▸ Exercise objective
Copy the listing below word for word, leaving out the pictures.

▸ Task inputs
·····

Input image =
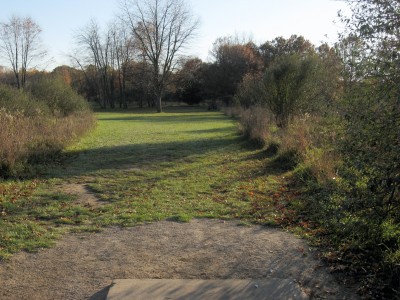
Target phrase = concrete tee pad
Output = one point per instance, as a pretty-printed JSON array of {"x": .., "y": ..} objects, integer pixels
[{"x": 232, "y": 289}]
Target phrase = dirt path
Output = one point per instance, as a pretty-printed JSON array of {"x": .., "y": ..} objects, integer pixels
[{"x": 82, "y": 266}]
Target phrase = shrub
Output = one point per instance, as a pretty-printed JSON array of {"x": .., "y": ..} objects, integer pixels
[
  {"x": 255, "y": 124},
  {"x": 32, "y": 132},
  {"x": 16, "y": 100}
]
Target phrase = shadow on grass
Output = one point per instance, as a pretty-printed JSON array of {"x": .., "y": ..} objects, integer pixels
[
  {"x": 152, "y": 118},
  {"x": 138, "y": 156}
]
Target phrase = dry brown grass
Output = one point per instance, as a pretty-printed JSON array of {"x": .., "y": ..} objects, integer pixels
[
  {"x": 306, "y": 136},
  {"x": 255, "y": 123},
  {"x": 25, "y": 138}
]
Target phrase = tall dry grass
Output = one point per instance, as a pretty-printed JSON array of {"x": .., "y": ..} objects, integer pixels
[
  {"x": 255, "y": 123},
  {"x": 26, "y": 139},
  {"x": 312, "y": 142},
  {"x": 308, "y": 139}
]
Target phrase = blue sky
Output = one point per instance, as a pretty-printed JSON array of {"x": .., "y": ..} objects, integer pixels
[{"x": 262, "y": 19}]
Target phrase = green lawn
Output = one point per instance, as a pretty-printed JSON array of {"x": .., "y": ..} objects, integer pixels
[{"x": 144, "y": 167}]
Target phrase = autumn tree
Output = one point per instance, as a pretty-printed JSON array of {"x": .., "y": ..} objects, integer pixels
[
  {"x": 233, "y": 59},
  {"x": 20, "y": 45},
  {"x": 189, "y": 81},
  {"x": 280, "y": 46},
  {"x": 162, "y": 28}
]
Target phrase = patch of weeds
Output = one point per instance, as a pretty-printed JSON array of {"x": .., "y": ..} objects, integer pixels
[{"x": 181, "y": 218}]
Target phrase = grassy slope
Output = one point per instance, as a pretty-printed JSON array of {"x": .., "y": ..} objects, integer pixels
[{"x": 145, "y": 167}]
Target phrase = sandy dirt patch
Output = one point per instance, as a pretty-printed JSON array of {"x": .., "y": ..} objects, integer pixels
[{"x": 82, "y": 266}]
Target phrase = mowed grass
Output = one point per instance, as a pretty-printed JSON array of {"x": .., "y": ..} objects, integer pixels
[{"x": 143, "y": 167}]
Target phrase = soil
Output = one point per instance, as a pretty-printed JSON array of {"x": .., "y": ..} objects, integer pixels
[{"x": 82, "y": 266}]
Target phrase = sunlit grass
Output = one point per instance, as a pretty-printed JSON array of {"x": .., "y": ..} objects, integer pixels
[{"x": 146, "y": 167}]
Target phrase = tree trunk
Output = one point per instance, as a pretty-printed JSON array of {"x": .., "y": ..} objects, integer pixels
[{"x": 158, "y": 103}]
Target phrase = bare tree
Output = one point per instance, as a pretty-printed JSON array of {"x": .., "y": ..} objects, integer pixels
[
  {"x": 123, "y": 49},
  {"x": 161, "y": 28},
  {"x": 97, "y": 51},
  {"x": 21, "y": 45}
]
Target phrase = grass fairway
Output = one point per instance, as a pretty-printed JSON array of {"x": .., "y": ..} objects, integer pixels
[{"x": 143, "y": 167}]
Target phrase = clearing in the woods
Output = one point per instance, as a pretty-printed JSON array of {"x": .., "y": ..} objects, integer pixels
[{"x": 175, "y": 170}]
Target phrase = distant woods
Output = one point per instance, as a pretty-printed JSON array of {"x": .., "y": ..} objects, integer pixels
[{"x": 138, "y": 60}]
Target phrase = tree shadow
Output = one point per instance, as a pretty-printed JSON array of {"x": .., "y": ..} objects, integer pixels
[{"x": 129, "y": 157}]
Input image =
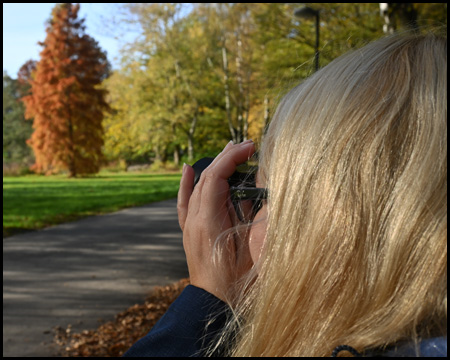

·····

▸ Task result
Input image =
Target phrase = concrete tee pad
Output = one point per instance, as a pretty-printed JSON array of {"x": .., "y": ..} objects, integer pixels
[{"x": 232, "y": 289}]
Target phrase = dirt path
Output = one point per instance, as a pretty-printed JSON array of {"x": .., "y": ..} objects, integer pixels
[{"x": 82, "y": 266}]
Target phrase = shrub
Output = one point per instance, as a pretty-printed JSON array of {"x": .., "y": ..} objects, integer pixels
[
  {"x": 255, "y": 124},
  {"x": 32, "y": 132},
  {"x": 16, "y": 100}
]
Target phrase = shadow on grass
Output = one point per instance, as a pretty-printed JSON array of {"x": .., "y": ..} objects, integer pixels
[
  {"x": 152, "y": 118},
  {"x": 138, "y": 156}
]
Target phrase = dry brown grass
Output = one point per instance, as a pretty-printed JSON array of {"x": .., "y": ..} objects, integer pixels
[
  {"x": 306, "y": 136},
  {"x": 255, "y": 123},
  {"x": 25, "y": 138}
]
Target phrase = tall dry grass
Output = one point per instance, as a pretty-printed JSON array of {"x": .., "y": ..} objects, integer pixels
[
  {"x": 255, "y": 123},
  {"x": 26, "y": 139},
  {"x": 312, "y": 142},
  {"x": 308, "y": 139}
]
Target phrase = blue sky
Output = one point per instance, as a pretty-printed JSON array of {"x": .., "y": ..} objects, integer pixels
[{"x": 262, "y": 19}]
Target phrase = green lawn
Output = one point per instance, as a pretty-printed JSON array of {"x": .., "y": ..} objects, integer pixels
[{"x": 144, "y": 167}]
Target phrase = autumn tree
Output = one point per instance, as a pretty-printed JSON array of {"x": .., "y": ..} objects, integer pixels
[
  {"x": 233, "y": 59},
  {"x": 20, "y": 45},
  {"x": 189, "y": 81},
  {"x": 280, "y": 46},
  {"x": 162, "y": 28}
]
Target phrase = patch of weeds
Output = one point per instance, as a pretty-printed JSON array of {"x": .., "y": ..} objects, integer pixels
[{"x": 181, "y": 218}]
Target phrase = grassy slope
Output = one point per instance, as a pretty-printed JSON array of {"x": .., "y": ..} objects, integer pixels
[{"x": 145, "y": 167}]
Target phrase = sandy dirt patch
Output = one point per instance, as a pretty-printed JSON array of {"x": .., "y": ..} objects, integer pixels
[{"x": 82, "y": 266}]
Target phrase = mowed grass
Output = one point per instance, as a pretty-printed JSON array of {"x": .., "y": ..} objects, integer pixels
[{"x": 143, "y": 167}]
Target phrase = soil
Output = one point per instance, as a pretty-printed JSON array of {"x": .., "y": ..} objects, integer pixels
[{"x": 82, "y": 266}]
Target phrase = sunlit grass
Output = one point per instance, as a pretty-printed JSON array of {"x": .., "y": ..} objects, integer pixels
[{"x": 146, "y": 167}]
Target phrase = tree trunk
Output = one point per instance, as a pretty-printed JSON array of {"x": .., "y": ..} objects, integer pixels
[{"x": 158, "y": 103}]
Target phrase = bare tree
Output = one point per instance, as a pretty-printed JSON array of {"x": .., "y": ..} objects, integer pixels
[
  {"x": 123, "y": 49},
  {"x": 161, "y": 28},
  {"x": 97, "y": 51},
  {"x": 21, "y": 45}
]
Target phrase = grass fairway
Output = one point per instance, as a pretty-printed JSON array of {"x": .., "y": ..} objects, integer pixels
[{"x": 143, "y": 167}]
Target phrase = clearing in the woods
Output = one point per instance, as a pretty-printed JSON array of {"x": .., "y": ..} objects, integer pixels
[{"x": 175, "y": 170}]
Target phrase = distant woods
Output = one point per instance, as a pretty-printed JSON array of {"x": .., "y": ..} objects, integer pixels
[{"x": 138, "y": 60}]
Target phrase = tree shadow
Output = one point per instance, as a pretty-printed JSON array of {"x": .., "y": ..} objects, integer pixels
[{"x": 129, "y": 157}]
Input image =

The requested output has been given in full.